**DIRECTIONS FOR THIS TASK**
Please recast the stretch from the start of the entries through the line that contains "x=456, y=155" as a JSON list of strings, one string per line, with blank lines left out.
** START OF SUPPLIED ENTRIES **
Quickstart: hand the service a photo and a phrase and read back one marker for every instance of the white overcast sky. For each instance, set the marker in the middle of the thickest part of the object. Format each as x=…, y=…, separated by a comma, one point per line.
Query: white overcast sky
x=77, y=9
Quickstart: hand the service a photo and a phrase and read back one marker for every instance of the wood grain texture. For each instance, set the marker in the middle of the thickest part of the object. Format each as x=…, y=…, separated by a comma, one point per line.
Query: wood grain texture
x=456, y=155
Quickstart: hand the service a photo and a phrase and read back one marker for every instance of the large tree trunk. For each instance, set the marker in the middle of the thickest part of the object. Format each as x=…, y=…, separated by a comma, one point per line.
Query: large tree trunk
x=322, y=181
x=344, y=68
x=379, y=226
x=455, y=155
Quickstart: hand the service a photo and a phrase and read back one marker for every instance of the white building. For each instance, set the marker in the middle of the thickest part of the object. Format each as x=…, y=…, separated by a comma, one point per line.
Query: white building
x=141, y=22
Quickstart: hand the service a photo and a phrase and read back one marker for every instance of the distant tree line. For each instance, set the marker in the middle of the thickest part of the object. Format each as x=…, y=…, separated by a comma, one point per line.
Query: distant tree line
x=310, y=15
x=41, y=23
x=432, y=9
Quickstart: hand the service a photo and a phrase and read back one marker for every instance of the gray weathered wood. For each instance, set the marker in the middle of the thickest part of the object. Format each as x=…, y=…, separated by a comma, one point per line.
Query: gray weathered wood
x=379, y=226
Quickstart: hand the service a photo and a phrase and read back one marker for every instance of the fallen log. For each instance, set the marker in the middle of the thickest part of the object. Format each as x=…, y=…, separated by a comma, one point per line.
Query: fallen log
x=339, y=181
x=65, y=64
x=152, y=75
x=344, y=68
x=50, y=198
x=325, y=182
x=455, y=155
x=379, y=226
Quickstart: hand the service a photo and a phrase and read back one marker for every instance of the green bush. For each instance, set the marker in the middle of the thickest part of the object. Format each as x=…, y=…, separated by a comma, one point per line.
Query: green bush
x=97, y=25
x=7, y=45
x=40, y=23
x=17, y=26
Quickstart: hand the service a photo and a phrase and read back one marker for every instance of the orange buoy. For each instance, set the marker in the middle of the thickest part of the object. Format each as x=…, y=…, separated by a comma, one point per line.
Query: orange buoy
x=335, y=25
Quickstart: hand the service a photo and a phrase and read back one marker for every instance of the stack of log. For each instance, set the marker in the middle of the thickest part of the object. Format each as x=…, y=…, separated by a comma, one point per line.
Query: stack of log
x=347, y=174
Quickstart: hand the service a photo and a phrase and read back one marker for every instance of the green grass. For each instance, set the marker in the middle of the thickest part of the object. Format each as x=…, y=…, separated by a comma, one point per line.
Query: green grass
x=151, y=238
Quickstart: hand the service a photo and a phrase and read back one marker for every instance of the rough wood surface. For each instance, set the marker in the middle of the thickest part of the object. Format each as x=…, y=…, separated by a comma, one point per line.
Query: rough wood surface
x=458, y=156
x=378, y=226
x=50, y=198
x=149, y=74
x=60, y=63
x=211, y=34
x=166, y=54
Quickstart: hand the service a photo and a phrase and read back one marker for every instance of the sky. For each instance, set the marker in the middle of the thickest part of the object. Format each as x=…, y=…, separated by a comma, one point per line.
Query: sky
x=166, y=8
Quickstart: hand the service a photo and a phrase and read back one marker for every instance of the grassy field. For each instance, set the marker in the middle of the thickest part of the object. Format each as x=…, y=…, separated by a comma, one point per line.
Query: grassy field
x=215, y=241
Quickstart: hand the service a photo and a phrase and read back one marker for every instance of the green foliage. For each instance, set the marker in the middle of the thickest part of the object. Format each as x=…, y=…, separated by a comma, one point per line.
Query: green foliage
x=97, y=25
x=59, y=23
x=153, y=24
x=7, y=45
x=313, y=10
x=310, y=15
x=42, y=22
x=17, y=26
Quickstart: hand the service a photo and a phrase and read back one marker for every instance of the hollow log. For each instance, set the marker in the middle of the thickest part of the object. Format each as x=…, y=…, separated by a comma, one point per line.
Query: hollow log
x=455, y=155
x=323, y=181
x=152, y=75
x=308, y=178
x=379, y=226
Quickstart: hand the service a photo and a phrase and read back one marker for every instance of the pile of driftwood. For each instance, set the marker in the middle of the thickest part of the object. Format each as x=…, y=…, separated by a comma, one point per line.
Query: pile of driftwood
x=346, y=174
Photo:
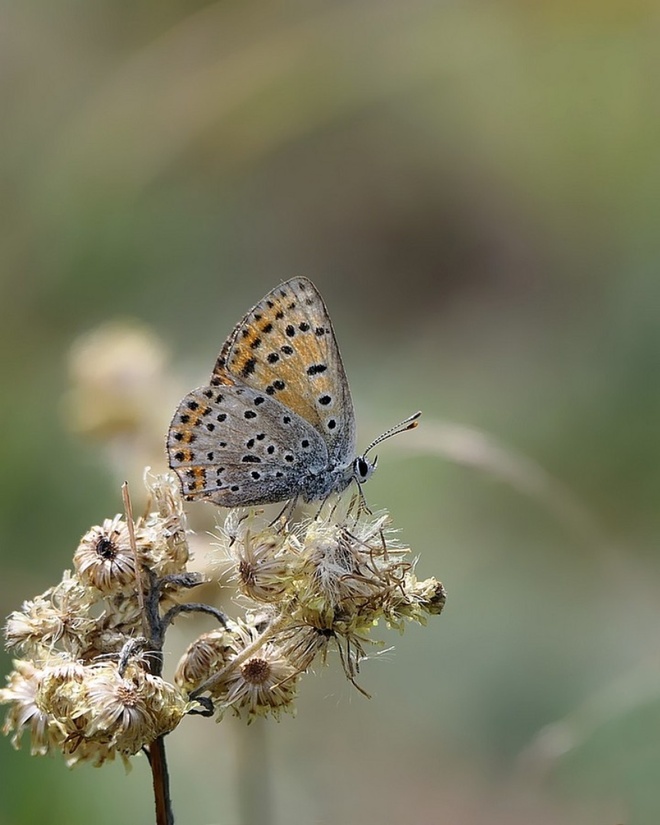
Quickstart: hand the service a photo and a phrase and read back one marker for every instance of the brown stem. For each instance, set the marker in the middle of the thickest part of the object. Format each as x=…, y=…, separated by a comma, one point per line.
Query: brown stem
x=161, y=782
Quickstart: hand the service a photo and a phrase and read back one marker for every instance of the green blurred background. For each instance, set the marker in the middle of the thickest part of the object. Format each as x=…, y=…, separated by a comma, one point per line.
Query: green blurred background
x=475, y=189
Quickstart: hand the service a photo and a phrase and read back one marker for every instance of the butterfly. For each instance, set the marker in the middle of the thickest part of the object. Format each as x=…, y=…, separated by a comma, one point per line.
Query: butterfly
x=276, y=421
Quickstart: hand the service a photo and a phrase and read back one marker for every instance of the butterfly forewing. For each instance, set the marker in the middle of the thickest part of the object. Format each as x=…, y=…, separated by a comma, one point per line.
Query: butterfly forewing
x=285, y=347
x=234, y=445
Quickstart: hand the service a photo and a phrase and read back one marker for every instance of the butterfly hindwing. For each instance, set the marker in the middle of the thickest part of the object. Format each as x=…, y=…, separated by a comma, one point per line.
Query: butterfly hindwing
x=234, y=445
x=285, y=347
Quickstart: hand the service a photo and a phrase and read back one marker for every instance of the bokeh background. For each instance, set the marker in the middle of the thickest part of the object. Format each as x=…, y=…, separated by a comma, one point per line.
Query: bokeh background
x=475, y=189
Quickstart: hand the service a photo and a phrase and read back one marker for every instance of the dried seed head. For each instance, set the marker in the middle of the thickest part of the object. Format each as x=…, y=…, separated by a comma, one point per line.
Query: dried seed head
x=60, y=615
x=104, y=558
x=166, y=547
x=26, y=712
x=205, y=656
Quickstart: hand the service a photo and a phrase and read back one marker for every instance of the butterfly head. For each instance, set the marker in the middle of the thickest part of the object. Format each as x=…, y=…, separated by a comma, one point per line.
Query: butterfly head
x=362, y=466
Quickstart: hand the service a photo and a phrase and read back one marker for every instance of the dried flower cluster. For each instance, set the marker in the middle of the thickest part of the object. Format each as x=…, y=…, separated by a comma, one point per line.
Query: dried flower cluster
x=89, y=681
x=307, y=587
x=86, y=685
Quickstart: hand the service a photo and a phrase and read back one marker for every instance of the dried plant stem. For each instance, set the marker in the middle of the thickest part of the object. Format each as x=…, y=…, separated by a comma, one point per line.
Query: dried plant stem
x=160, y=775
x=161, y=782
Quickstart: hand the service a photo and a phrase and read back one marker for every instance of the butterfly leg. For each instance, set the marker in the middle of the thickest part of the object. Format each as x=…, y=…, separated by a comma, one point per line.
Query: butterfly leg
x=286, y=513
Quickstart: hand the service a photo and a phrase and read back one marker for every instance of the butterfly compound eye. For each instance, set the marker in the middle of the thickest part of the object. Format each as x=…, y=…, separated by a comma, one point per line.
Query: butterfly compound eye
x=362, y=469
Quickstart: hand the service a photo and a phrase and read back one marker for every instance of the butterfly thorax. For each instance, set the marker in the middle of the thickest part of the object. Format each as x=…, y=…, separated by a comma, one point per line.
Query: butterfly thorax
x=318, y=486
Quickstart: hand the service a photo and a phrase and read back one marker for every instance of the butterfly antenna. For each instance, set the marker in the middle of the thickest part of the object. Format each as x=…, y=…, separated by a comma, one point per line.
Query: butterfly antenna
x=407, y=424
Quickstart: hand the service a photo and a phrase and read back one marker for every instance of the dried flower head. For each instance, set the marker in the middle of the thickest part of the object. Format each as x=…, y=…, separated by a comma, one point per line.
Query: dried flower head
x=104, y=558
x=163, y=531
x=26, y=712
x=60, y=615
x=261, y=684
x=208, y=654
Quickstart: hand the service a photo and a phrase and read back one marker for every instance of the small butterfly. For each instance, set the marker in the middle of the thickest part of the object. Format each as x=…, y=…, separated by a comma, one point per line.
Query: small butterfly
x=276, y=420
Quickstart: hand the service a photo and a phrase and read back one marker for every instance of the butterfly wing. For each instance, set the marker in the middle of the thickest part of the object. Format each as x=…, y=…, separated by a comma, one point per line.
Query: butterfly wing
x=286, y=347
x=234, y=445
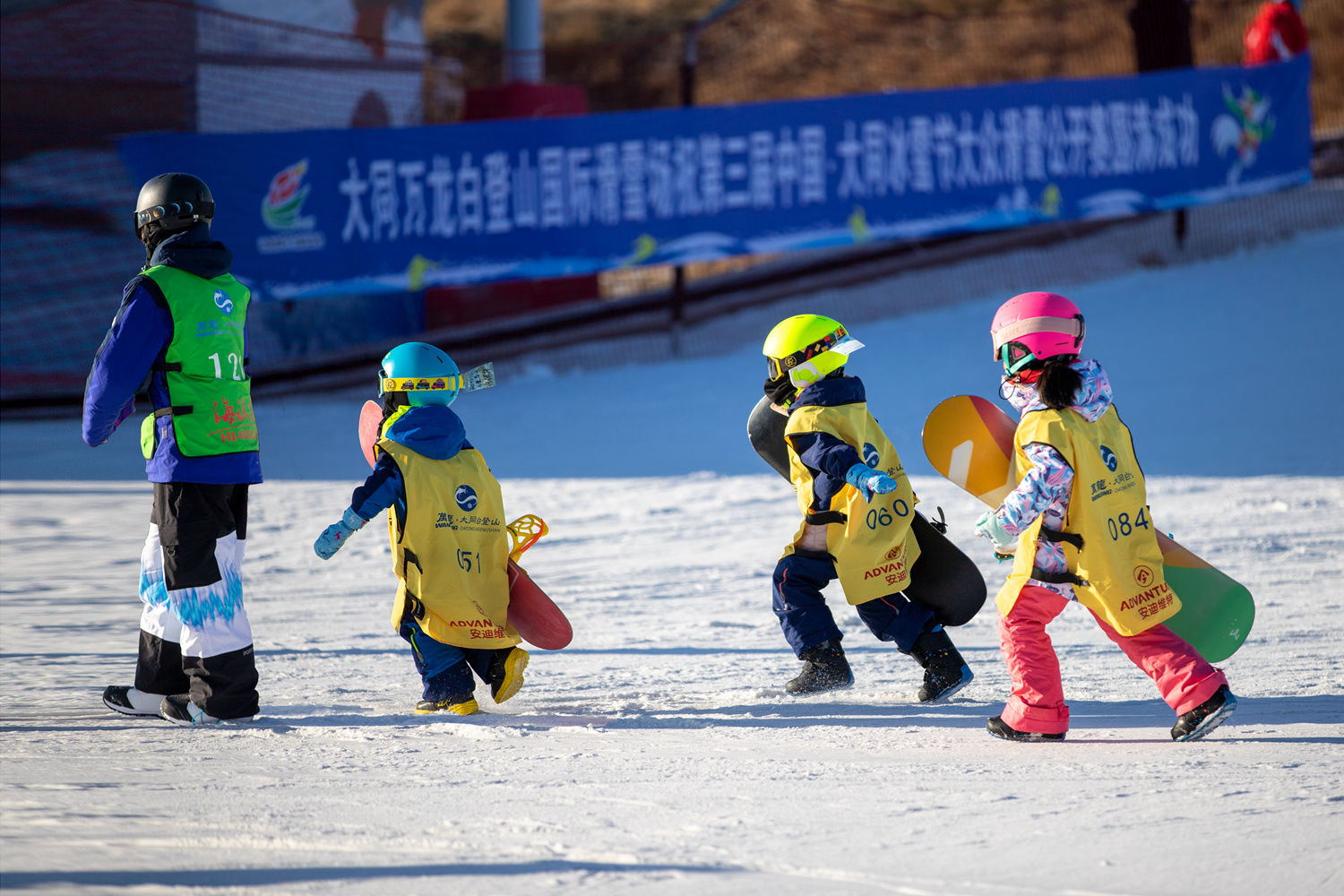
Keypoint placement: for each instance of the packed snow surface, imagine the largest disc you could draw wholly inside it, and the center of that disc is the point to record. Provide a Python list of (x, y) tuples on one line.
[(659, 753)]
** END OF SUPPLIED ENTRIES **
**ANSWER BELOW**
[
  "Quickstart: hand the service a photo and a phrase and read back one marker for every instance of the white overcast sky. For each instance, set the marker in the middle of the thickest part of the object. Format each as x=…, y=…, separated by a comma, one point per line.",
  "Query: white overcast sky",
  "x=77, y=9",
  "Quickstart: hand the service a photo and a phrase and read back one marker for every instance of the wood grain texture. For each instance, set the marker in the middle of the thickest part of the object. Format each as x=…, y=…, separated by a comma, one point per line.",
  "Query: wood grain texture",
  "x=456, y=155"
]